Beginning at the line containing "the man with" and continuing to the end of the records below, give each line again exactly as it stands, and only those lines.

(Coordinate annotation entries)
......

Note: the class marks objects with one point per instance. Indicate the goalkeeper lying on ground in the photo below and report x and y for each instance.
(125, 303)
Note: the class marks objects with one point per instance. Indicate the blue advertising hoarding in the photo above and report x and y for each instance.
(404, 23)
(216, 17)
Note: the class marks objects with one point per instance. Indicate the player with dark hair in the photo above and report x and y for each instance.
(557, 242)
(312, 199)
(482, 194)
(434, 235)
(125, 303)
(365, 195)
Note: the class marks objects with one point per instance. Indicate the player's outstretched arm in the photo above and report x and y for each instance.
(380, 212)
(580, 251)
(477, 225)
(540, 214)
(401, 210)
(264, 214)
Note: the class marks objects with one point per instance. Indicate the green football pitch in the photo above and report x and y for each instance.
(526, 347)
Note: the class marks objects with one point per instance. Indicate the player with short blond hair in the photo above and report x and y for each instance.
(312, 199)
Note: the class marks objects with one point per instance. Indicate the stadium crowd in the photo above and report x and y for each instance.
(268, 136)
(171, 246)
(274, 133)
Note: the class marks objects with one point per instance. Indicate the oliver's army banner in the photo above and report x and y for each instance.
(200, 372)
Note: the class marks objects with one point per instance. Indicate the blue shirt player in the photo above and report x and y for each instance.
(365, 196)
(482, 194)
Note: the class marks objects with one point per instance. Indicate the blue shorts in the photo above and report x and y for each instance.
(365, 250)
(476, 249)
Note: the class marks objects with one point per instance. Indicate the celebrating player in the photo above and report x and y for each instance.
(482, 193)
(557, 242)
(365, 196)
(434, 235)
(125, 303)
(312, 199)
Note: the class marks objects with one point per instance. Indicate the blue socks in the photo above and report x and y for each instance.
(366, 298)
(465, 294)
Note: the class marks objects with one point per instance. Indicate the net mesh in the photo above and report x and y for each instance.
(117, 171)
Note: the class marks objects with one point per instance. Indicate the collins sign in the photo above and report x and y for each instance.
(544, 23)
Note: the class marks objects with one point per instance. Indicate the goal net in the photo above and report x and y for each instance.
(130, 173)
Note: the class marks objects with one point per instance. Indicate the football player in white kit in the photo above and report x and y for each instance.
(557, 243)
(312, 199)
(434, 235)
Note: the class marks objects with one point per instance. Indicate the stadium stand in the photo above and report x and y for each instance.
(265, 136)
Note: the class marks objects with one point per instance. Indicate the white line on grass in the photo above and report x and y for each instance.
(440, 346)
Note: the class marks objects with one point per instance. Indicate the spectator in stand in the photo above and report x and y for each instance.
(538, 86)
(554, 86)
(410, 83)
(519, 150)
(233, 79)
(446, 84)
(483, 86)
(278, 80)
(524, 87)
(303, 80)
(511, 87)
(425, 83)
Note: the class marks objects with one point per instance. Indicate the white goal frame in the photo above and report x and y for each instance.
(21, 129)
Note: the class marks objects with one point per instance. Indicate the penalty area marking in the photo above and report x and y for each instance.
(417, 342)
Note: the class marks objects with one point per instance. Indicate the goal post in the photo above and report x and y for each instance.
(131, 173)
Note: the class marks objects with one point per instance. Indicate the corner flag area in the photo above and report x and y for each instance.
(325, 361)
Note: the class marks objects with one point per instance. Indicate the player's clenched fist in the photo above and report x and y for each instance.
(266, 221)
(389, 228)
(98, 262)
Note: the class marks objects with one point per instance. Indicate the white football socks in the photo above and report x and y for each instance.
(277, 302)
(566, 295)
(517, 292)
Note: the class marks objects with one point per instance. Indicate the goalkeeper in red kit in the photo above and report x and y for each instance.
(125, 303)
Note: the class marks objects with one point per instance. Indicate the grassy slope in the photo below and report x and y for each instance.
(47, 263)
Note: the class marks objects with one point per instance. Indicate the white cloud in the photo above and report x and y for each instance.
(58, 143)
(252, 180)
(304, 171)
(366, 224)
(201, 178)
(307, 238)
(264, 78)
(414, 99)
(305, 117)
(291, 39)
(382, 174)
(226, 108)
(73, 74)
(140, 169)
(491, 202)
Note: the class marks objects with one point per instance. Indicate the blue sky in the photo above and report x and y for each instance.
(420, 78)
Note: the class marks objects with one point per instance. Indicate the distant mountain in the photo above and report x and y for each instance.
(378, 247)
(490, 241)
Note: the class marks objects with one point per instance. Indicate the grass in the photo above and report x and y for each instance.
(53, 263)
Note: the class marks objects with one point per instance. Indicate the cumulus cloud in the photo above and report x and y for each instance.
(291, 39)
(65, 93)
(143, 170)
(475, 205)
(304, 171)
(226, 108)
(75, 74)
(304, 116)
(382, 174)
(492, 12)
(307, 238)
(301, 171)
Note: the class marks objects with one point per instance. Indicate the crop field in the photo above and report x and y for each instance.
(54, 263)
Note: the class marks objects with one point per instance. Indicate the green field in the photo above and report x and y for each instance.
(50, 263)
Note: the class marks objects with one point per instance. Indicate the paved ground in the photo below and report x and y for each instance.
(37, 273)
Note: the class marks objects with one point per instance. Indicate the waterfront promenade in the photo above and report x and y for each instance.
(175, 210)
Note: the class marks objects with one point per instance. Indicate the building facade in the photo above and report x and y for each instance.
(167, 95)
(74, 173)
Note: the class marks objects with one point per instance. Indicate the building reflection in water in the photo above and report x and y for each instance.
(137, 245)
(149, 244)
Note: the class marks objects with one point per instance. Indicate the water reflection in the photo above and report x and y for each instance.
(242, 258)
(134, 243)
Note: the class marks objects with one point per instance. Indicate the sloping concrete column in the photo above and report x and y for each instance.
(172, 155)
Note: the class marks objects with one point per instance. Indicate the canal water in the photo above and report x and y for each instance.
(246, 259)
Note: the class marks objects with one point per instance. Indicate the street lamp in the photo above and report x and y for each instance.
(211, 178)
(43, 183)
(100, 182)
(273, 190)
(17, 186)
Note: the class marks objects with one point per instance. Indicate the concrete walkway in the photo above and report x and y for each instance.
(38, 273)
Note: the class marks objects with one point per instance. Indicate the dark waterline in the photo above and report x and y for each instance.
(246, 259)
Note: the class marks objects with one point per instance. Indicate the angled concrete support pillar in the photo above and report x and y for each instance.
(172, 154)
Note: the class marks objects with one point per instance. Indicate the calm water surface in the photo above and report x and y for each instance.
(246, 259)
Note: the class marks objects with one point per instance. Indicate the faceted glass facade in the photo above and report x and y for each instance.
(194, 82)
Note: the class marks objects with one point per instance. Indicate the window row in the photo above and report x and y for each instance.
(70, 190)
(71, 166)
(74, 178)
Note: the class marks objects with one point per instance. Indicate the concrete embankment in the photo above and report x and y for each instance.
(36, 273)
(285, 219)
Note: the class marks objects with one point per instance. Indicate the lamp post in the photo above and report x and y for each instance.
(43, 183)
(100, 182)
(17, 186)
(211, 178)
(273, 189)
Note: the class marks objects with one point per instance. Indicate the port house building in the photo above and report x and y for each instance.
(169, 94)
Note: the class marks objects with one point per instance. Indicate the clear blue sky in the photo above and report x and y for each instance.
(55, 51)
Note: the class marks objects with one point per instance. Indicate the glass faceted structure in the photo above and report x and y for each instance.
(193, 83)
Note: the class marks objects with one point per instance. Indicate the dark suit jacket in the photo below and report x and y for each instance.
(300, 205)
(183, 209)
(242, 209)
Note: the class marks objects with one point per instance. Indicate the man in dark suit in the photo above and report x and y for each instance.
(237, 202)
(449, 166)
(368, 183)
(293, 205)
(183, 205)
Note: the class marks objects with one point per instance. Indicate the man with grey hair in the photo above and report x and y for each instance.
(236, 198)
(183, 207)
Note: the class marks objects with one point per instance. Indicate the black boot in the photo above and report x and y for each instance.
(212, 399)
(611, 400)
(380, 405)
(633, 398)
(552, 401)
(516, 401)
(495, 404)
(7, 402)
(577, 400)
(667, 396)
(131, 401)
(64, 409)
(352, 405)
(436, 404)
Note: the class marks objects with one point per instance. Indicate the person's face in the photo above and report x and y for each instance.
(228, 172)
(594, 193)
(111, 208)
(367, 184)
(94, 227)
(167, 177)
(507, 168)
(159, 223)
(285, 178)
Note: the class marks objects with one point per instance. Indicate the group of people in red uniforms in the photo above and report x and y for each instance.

......

_Output of the task:_
Note: the class marks objects with one point per instance. Indicate the man with grey hair in the photo above and report x and y for each instance.
(236, 198)
(183, 207)
Note: the class marks objects with one point per instance. Indicate the black boot in the photo above and report x and y for each instance.
(212, 399)
(611, 400)
(380, 405)
(633, 398)
(552, 401)
(516, 401)
(495, 404)
(7, 402)
(577, 400)
(667, 396)
(131, 401)
(64, 409)
(352, 405)
(436, 404)
Note: the class marks objects with one point per instance. Indicate the person's face in the photo above and report x and y for each instance.
(228, 172)
(594, 193)
(111, 208)
(367, 184)
(94, 227)
(167, 177)
(507, 168)
(159, 223)
(285, 178)
Note: the class marks objects with one point per instance. Indicate the group of people in red uniforms in the photo above and report x and y for each instance.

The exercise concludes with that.